Count the lines in the records that contain the string "tarpaulin". Reply with the number only.
--- Start of Dataset records ---
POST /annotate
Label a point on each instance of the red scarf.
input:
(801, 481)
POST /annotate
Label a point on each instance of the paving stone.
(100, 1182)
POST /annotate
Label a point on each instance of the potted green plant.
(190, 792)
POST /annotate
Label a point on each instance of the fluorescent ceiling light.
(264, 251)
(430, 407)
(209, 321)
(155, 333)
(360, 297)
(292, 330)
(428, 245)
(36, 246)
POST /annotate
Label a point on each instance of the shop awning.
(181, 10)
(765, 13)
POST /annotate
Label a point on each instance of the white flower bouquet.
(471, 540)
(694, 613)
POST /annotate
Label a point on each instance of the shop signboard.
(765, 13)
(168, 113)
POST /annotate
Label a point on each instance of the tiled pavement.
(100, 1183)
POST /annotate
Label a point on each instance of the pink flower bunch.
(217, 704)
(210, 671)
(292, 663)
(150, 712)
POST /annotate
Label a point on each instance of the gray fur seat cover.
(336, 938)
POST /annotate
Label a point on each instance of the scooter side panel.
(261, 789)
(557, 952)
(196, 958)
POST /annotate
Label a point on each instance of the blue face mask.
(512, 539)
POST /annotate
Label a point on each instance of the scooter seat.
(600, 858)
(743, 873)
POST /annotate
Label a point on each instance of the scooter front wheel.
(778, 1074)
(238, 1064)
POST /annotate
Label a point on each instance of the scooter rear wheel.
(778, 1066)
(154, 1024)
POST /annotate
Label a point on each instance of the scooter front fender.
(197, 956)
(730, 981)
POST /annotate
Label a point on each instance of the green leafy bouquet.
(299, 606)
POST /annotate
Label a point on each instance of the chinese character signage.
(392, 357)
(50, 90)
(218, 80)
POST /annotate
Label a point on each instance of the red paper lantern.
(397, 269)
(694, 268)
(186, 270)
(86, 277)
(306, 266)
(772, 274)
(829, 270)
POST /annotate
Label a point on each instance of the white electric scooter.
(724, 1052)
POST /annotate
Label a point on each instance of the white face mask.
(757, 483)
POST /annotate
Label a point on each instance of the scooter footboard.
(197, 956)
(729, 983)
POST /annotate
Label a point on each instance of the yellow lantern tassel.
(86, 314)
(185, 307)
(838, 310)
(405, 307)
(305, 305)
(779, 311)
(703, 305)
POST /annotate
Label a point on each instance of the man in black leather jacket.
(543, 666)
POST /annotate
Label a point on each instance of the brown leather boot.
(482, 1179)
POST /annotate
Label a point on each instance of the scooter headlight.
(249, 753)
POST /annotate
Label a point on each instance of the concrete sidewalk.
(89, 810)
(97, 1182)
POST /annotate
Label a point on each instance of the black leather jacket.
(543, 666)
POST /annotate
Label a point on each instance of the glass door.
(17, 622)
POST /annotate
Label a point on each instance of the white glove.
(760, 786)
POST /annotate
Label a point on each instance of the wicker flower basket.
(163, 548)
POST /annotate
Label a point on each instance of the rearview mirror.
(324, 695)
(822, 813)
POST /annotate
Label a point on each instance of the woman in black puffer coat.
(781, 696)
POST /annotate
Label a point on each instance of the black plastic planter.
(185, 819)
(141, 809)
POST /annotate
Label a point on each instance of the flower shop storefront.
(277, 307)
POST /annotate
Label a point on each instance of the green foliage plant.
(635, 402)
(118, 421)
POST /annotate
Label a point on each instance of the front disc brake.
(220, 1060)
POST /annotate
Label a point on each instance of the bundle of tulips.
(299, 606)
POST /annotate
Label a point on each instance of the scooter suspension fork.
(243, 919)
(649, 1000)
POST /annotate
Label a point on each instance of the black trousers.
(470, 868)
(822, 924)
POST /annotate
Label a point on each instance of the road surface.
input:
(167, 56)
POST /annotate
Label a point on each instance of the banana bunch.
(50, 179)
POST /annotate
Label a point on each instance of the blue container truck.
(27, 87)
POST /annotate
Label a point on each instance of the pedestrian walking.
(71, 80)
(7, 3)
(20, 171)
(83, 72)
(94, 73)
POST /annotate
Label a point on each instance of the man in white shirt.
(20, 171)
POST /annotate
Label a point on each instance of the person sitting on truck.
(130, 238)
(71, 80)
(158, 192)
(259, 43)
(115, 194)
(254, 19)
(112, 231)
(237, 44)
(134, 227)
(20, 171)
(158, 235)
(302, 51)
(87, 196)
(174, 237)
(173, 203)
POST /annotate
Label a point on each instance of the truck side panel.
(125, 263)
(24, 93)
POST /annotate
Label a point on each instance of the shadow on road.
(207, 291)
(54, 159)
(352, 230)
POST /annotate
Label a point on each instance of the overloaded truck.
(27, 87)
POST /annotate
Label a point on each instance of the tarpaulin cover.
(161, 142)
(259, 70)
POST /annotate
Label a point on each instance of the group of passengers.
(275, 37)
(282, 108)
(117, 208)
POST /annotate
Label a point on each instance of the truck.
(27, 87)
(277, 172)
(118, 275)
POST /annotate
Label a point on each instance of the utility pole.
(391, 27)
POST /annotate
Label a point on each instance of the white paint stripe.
--- End of Dataset records ---
--- Start of Dataset records ---
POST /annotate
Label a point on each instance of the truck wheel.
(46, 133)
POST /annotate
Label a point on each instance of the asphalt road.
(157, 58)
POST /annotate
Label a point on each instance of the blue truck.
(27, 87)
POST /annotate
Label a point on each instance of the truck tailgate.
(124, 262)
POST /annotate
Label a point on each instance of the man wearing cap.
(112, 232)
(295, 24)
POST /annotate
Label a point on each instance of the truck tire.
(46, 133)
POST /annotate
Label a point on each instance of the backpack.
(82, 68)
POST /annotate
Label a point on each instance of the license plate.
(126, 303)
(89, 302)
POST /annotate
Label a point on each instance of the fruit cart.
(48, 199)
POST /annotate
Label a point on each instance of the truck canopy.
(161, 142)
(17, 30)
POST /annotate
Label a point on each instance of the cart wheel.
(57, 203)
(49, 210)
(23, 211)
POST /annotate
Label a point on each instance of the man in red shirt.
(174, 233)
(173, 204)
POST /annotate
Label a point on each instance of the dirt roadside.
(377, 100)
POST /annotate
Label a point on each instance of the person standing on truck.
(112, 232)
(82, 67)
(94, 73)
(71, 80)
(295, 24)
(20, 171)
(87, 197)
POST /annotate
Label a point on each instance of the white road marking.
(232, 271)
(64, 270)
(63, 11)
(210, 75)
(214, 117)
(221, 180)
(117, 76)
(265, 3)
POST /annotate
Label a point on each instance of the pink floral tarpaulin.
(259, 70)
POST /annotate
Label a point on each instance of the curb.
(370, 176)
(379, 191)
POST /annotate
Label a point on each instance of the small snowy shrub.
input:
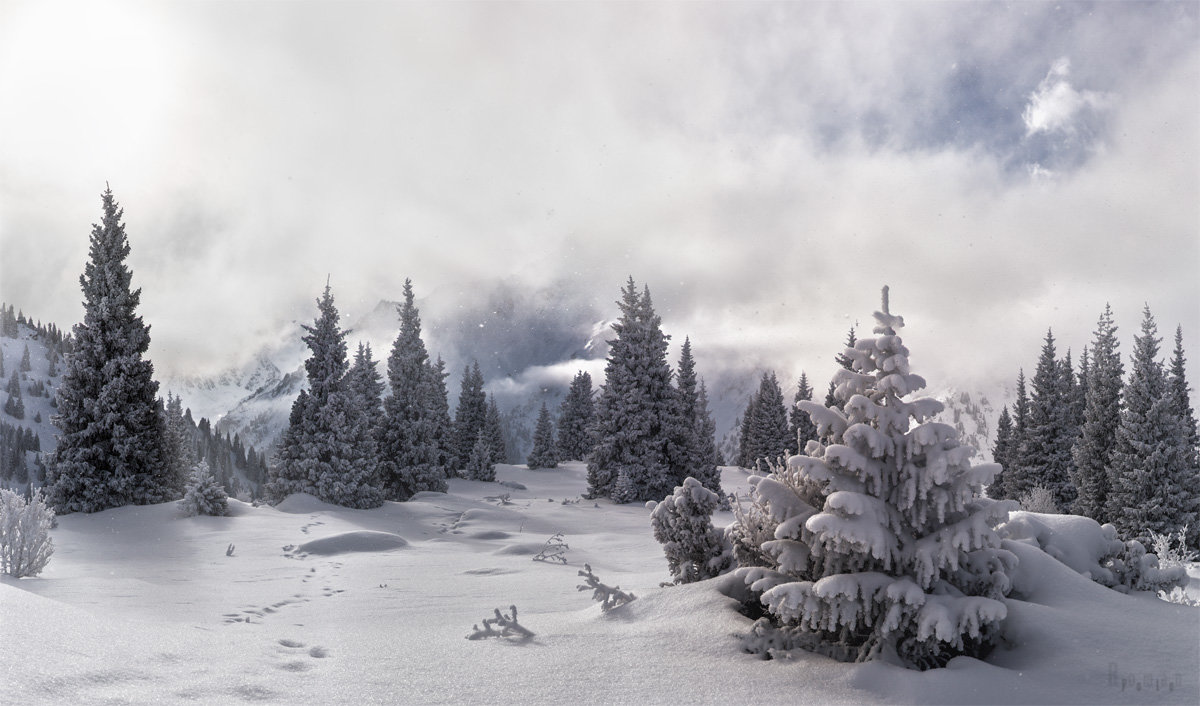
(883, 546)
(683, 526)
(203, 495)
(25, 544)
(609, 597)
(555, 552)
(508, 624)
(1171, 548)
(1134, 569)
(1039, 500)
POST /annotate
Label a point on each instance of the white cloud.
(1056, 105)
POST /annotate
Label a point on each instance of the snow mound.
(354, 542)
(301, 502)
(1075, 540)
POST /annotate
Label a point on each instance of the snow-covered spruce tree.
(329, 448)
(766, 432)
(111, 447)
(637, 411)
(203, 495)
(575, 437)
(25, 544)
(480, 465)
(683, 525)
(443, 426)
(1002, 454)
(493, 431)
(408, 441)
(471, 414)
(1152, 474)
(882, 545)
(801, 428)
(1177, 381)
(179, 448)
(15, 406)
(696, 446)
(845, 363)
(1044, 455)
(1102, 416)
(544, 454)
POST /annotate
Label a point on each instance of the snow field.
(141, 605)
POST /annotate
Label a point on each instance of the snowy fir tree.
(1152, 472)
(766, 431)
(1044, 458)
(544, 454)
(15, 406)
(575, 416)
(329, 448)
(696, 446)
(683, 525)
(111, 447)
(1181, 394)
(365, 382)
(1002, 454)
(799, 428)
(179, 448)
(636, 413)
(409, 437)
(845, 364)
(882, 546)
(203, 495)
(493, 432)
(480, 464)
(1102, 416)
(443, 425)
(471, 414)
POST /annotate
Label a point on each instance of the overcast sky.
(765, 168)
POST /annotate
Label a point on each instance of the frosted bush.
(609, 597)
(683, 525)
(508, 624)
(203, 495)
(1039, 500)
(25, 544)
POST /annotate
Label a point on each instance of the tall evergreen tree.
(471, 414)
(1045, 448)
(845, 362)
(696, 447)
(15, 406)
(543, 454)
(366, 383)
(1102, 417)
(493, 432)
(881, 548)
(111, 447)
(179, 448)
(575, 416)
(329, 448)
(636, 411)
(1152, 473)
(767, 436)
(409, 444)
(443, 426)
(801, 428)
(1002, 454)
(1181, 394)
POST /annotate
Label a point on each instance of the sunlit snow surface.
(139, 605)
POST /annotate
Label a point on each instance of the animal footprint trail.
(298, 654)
--- End of Dataset records ---
— The result —
2